### Supplied text
Skip to content

nic-gibson/xproc-tools

Folders and files

NameName
Last commit message
Last commit date

Latest commit

 

History

43 Commits
 
 
 
 
 
 
 
 
 
 
 
 
 
 
 
 
 
 

Repository files navigation

XProc Tools

Introduction

This is a small set of useful XProc tools that have developed over time to provide a framework for transformation of content from one XML format to another. These are primarily used when transformation makes most sense as a sequence of transformations.

All of these can be used via the ExPath package file or directly from the xproc directory. Each of the tools is available from "http://xml.corbas.co.uk/xml/xproc-tools/" but use of the included catalog.xml file is encouraged. Note that all URLs referenced in the tools (both XProc and XSLT) use absolute URLs and will load from xml.corbas.co.uk unless the catalog is used.

Namespace

All of these steps are in the namespace "http://www.corbas.co.uk/ns/xproc/steps" (we use the prefix ccproc)

temp-dir.xpl

Import as http://xml.corbas.co.uk/xml/xproc-tools/temp-dir.xpl

ccproc:temp-dir

<p:declare-step type="ccproc:temp-dir">
  <p:output port="result"/>
  <p:option name="fallback" select="'.'"/>
</p:declare-step>

This step attempts to discover the system temporary directory path. It has no inputs and a single output. The result port provides a c:result element that contains the path to the temporary directory (as a URL) when found or an empty c:result if not.

### Problem to solve
Please reproduce the entire XProc Tools page above word for word. The data after the XProc Tools page plays no role here.

### Record set
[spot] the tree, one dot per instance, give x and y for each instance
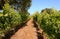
(49, 10)
(19, 5)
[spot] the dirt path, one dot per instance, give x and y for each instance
(27, 32)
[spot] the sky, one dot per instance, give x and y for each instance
(38, 5)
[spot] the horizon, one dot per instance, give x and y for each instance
(40, 5)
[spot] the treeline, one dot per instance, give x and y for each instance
(49, 21)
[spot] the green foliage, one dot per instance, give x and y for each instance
(50, 23)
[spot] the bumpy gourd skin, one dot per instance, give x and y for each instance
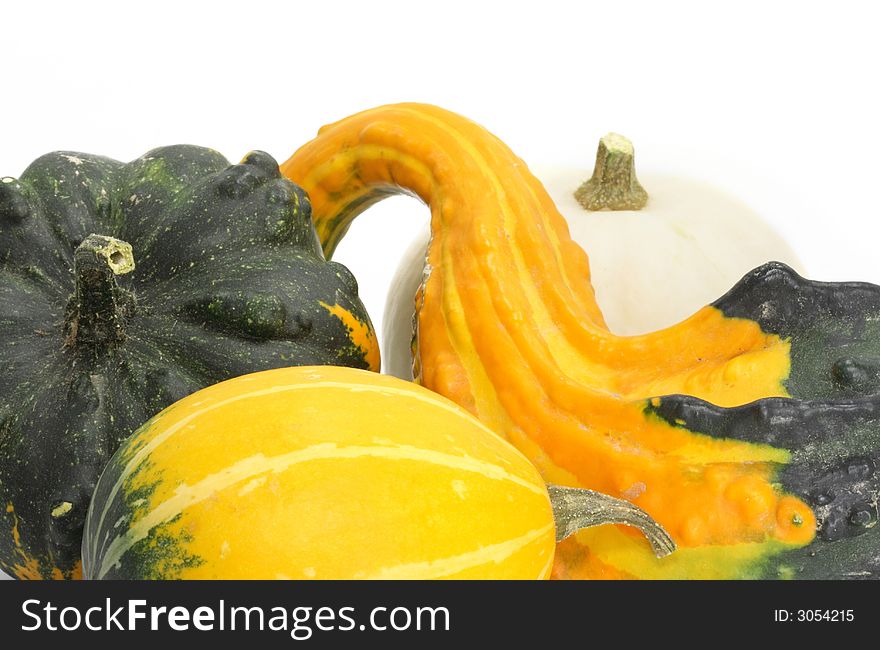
(750, 431)
(229, 278)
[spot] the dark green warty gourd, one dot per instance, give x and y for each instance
(125, 287)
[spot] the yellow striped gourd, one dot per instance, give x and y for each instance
(328, 472)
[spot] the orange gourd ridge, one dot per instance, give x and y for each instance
(750, 431)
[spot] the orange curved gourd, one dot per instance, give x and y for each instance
(508, 327)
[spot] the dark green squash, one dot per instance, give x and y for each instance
(227, 277)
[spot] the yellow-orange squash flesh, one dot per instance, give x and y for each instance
(509, 328)
(318, 472)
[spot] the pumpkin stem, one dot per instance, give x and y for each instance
(576, 508)
(99, 308)
(614, 185)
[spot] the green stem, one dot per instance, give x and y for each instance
(576, 508)
(614, 185)
(99, 308)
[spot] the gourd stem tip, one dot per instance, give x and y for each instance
(614, 185)
(99, 308)
(577, 508)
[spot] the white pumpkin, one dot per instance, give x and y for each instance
(651, 267)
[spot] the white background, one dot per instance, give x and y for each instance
(776, 102)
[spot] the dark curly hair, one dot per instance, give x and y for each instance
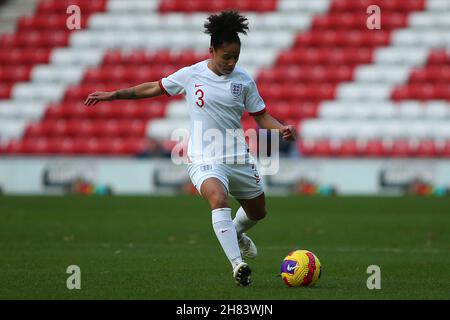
(224, 27)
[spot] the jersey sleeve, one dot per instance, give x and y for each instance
(175, 83)
(254, 104)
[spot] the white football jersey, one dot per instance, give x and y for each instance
(216, 104)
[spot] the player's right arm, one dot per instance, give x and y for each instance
(144, 90)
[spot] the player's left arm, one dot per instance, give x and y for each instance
(266, 121)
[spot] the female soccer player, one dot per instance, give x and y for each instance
(218, 92)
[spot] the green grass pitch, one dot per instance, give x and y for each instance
(165, 248)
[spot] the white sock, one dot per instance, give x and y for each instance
(226, 233)
(242, 223)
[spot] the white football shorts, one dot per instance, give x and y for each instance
(242, 181)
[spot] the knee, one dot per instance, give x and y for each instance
(262, 214)
(218, 200)
(259, 215)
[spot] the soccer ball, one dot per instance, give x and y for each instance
(300, 268)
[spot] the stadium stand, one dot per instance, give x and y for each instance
(352, 92)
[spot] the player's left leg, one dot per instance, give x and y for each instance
(250, 212)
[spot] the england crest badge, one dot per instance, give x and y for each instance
(236, 89)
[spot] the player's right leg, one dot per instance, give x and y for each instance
(214, 191)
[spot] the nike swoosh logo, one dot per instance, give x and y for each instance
(291, 268)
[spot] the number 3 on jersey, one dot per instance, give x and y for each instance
(200, 94)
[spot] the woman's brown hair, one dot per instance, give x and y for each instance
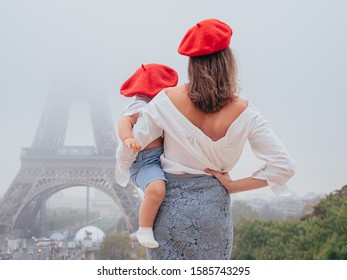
(212, 80)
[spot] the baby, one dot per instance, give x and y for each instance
(146, 171)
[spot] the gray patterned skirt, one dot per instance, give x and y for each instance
(194, 222)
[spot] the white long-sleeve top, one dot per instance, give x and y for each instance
(188, 150)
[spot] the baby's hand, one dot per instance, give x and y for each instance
(132, 143)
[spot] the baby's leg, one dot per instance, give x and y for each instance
(154, 196)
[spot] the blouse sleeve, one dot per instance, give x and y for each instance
(279, 166)
(146, 129)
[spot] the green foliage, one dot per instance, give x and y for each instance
(322, 236)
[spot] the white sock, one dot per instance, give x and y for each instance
(146, 238)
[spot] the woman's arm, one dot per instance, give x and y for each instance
(125, 127)
(235, 186)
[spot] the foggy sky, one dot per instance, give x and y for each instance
(291, 56)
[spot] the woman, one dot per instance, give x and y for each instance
(205, 125)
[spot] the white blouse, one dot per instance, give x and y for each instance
(188, 150)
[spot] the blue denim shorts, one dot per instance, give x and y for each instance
(147, 168)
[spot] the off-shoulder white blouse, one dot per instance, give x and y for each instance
(188, 150)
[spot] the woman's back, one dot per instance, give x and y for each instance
(213, 125)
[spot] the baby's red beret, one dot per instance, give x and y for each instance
(149, 80)
(206, 37)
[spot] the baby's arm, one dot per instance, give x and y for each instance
(125, 127)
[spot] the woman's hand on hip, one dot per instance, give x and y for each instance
(223, 178)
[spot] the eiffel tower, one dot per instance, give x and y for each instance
(48, 166)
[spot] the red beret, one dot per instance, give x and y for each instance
(149, 79)
(206, 37)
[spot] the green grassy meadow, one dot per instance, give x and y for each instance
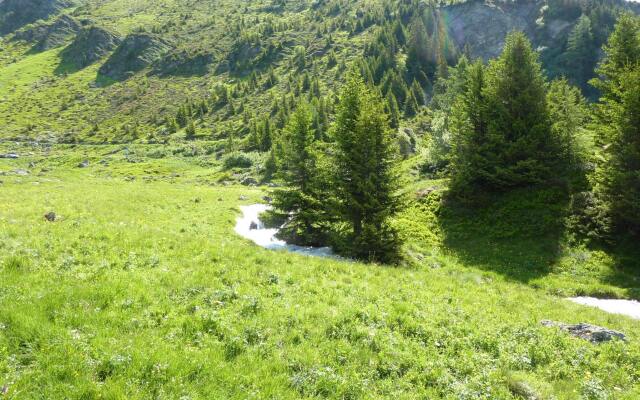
(142, 290)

### Response to this exercise
Skip to content

nic-gibson/xproc-tools

Folders and files

NameName
Last commit message
Last commit date

Latest commit

 

History

43 Commits
 
 
 
 
 
 
 
 
 
 
 
 
 
 
 
 
 
 

Repository files navigation

XProc Tools

Introduction

This is a small set of useful XProc tools that have developed over time to provide a framework for transformation of content from one XML format to another. These are primarily used when transformation makes most sense as a sequence of transformations.

All of these can be used via the ExPath package file or directly from the xproc directory. Each of the tools is available from "http://xml.corbas.co.uk/xml/xproc-tools/" but use of the included catalog.xml file is encouraged. Note that all URLs referenced in the tools (both XProc and XSLT) use absolute URLs and will load from xml.corbas.co.uk unless the catalog is used.

Namespace

All of these steps are in the namespace "http://www.corbas.co.uk/ns/xproc/steps" (we use the prefix ccproc)

temp-dir.xpl

Import as http://xml.corbas.co.uk/xml/xproc-tools/temp-dir.xpl

ccproc:temp-dir

<p:declare-step type="ccproc:temp-dir">
  <p:output port="result"/>
  <p:option name="fallback" select="'.'"/>
</p:declare-step>

This step attempts to discover the system temporary directory path. It has no inputs and a single output. The result port provides a c:result element that contains the path to the temporary directory (as a URL) when found or an empty c:result if not.